**Estratto del testo:**
+-------+

LA SICUREZZA DI CHI? – A preoccupare non è sicuramente la sicurezza di comunità come quelle di Colombia, Bolivia o Messico, tanto per nominarne alcune nelle quali, alimentate dal denaro della droga e della lotta alla droga, sono scoppiate guerre civili o deliri criminali. Come la Colombia, che è il paese con il maggior numero di rifugiati al mondo anche grazie al famigerato Plan Colombia, o come il Messico, il paese nel quale muoiono più giornalisti al mondo,  e che ormai registra  più vittime di Siria, Libia, Iraq e Afghanistan messi insieme. Un altro tabù americano, quello che riguarda la libera vendita delle armi da fuoco e il diritto a possederne quante si vuole, è all’origine di un dato conosciuto ufficialmente fin dal 2008, quando William Hoover testimonio a nome della TAF (Alcohol Tobacco and Firearms Bureau) che il 90% delle armi e munizioni trovate in possesso dei narcos provenivano dal mercato americano, chiudendo un cerchio che sposta il denaro dalle tasche dei consumatori americani a quello dei produttori e commercianti d’armi

IL NORDAMERICA E’ ISOLATO – Questa distonia diventa particolarmente evidente quando si arriva ai rapporti interamericani e si trovano Stati Uniti e Canada isolati contro la depenalizzazione delle droghe, sostenuta unanimemente da tutti i governi degli altri stati continentali, senza distinzione di destra o di sinistra. Una posizione che ovviamente non è figlia della pressione dei narcotrafficanti, ma nasce dall’aver sofferto l’invadenza delle politiche americane in nome della battaglia alla droga una volta esaurito il pretesto della lotta anticomunista. Quello che tutti i paesi centro e sudamericani vogliono spezzare e il ciclo che trasforma il narcotraffico da un affare da contrabbandieri in un business capace di divorare le economie dei paesi più deboli, per difendere il quale ha senso organizzarsi con veri e propri eserciti privati, quando non alimentare vere e proprie guerre civili. Guerre peraltro alimentate da armi che non sono prodotte in questi paesi, ma che vengono esportate con grande facilità proprio da quei paesi del primo mondo che alimentano il mercato pagando il sovrapprezzo dell’illegalità.

+-------+

**Cosa bisogna fare:** Secondo l'estratto del testo, che percentuale delle armi e munizioni trovate ai narcos arrivava dal mercato americano?

**Materiale fornito:**
+-------+

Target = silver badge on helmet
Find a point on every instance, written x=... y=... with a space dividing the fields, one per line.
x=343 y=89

+-------+

**Risposta completa:** Il 90% delle armi e munizioni trovate in possesso dei narcos proveniva dal mercato americano.